◆ Stated problem
Repeat only the lines from the one holding "the shop window?" down to the last line of the listing below, including both of those lines.

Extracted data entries

## BEGIN

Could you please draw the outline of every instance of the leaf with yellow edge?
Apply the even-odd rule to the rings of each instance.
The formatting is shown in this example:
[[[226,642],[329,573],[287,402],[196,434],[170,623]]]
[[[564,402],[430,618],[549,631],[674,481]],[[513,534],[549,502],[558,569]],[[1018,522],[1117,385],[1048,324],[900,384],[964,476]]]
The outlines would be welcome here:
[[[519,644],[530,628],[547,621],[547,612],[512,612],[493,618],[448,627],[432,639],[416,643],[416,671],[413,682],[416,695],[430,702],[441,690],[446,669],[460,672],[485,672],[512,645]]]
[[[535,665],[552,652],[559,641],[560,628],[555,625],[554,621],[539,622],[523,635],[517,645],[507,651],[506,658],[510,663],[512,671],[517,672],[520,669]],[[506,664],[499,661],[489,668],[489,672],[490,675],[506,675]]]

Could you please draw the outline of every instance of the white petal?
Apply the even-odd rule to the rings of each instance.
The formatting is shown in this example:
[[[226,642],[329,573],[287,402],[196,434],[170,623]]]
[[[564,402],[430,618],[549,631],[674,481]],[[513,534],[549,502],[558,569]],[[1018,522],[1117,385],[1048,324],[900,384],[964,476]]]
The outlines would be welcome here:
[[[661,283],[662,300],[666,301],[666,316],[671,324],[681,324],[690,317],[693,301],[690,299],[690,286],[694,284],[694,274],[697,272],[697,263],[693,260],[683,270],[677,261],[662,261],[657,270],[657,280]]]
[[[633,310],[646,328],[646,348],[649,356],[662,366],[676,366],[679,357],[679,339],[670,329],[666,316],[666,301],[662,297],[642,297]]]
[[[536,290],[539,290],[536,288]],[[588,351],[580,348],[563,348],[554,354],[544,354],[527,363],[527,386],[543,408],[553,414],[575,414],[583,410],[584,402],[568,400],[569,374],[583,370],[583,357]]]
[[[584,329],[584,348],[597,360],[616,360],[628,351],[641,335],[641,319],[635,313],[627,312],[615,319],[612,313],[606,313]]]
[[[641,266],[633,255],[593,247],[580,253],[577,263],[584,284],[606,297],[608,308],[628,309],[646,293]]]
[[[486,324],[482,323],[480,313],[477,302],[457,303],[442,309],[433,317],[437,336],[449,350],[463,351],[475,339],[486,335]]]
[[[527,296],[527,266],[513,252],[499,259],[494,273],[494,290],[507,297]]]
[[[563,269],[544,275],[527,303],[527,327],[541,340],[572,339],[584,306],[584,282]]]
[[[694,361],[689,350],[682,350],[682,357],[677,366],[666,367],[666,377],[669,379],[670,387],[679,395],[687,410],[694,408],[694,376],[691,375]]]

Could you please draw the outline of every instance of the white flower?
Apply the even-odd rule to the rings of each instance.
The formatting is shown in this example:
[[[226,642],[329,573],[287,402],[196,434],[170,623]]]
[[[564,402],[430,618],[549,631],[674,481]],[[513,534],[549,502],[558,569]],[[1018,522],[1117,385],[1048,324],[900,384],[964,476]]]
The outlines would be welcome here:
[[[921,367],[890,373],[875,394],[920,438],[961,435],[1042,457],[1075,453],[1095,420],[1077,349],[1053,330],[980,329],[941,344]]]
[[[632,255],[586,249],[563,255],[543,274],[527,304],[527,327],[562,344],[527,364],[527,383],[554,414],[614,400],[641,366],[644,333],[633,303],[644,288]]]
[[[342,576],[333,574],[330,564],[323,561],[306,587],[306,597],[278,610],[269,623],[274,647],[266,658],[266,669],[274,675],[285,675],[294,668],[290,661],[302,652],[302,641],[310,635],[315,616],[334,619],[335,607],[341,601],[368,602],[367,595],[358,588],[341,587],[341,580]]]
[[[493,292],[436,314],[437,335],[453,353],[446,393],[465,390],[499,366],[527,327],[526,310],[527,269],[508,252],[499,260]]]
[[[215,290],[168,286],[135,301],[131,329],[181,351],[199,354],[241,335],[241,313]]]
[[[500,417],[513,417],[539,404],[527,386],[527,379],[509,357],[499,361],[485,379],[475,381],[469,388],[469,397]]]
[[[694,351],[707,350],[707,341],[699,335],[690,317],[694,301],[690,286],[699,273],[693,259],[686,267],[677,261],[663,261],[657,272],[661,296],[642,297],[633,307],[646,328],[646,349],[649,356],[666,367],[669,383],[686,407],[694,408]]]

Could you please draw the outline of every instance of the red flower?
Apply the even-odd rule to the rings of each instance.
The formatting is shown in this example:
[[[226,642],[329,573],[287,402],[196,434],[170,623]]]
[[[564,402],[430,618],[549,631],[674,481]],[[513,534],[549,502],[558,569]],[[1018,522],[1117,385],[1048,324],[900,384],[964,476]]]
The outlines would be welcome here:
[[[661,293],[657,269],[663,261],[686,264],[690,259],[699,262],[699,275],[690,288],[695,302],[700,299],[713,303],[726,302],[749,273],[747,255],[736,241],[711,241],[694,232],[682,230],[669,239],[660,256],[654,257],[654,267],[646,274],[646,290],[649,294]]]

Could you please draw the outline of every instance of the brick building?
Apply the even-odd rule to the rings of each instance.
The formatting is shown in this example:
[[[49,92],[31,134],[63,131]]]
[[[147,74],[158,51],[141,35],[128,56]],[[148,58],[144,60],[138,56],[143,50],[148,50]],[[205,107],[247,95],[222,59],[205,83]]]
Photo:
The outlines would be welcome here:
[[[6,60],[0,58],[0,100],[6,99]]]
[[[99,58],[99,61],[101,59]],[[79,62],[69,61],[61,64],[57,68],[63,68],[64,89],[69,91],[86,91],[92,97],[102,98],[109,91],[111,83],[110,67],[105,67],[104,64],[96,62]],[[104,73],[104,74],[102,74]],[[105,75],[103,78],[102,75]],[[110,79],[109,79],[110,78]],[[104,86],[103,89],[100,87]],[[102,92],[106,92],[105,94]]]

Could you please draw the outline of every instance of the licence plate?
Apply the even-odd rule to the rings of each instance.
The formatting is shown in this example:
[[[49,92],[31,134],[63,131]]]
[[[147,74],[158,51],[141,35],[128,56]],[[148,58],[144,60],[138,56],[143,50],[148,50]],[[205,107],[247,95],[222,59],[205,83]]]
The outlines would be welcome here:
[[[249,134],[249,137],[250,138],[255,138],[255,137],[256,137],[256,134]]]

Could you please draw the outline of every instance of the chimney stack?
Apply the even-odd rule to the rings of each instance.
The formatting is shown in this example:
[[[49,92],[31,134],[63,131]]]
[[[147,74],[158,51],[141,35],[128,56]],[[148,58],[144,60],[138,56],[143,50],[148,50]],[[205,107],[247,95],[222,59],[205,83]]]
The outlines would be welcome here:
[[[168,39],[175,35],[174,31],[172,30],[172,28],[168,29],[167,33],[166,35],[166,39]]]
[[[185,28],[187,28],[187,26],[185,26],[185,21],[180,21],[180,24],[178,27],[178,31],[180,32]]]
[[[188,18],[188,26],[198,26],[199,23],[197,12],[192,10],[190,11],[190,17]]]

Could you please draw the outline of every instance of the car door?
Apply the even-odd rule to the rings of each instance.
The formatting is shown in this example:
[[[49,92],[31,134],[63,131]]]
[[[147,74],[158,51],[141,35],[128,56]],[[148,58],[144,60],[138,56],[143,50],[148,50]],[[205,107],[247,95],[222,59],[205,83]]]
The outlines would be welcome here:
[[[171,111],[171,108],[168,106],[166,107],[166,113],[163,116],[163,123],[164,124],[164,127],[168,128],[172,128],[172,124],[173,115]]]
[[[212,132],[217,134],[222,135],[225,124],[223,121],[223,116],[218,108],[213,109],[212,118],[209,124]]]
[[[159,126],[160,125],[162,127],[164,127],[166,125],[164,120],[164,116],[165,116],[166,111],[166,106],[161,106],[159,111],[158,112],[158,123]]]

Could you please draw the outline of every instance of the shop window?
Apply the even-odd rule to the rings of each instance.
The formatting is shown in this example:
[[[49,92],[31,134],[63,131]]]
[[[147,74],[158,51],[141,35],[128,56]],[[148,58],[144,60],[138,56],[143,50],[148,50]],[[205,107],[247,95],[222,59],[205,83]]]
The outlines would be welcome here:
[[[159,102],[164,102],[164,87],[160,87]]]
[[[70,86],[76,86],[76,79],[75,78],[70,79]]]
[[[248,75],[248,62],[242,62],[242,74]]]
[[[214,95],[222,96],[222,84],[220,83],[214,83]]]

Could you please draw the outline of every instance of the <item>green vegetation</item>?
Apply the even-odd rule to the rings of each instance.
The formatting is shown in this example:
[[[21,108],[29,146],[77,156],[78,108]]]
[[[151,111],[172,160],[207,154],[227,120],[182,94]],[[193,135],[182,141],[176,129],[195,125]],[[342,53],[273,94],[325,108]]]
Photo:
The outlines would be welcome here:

## END

◆ Completed exercise
Could you please draw the outline of every instance of the shop window?
Apply the even-odd rule to the rings of each instance.
The formatting is shown in this example:
[[[49,92],[31,134],[63,131]]]
[[[147,74],[158,51],[141,35],[128,56]],[[148,58],[144,60],[138,56],[143,50],[148,50]],[[205,107],[247,95],[222,59],[205,83]]]
The outlines would be welcome here:
[[[159,102],[164,102],[164,87],[160,87]]]
[[[70,86],[76,86],[76,79],[75,78],[70,79]]]
[[[248,75],[248,62],[242,62],[242,74]]]
[[[214,95],[222,96],[222,84],[220,83],[214,83]]]

Could you please draw the outline of every instance of the <item>green vegetation</item>?
Apply the even-odd rule to the rings of each instance.
The formatting is shown in this example:
[[[21,108],[29,146],[77,156],[78,108]]]
[[[151,111],[172,160],[207,154],[227,120],[182,94]],[[193,135],[182,141],[176,129],[195,125]],[[342,53],[273,94],[325,108]]]
Photo:
The outlines would be welcome here:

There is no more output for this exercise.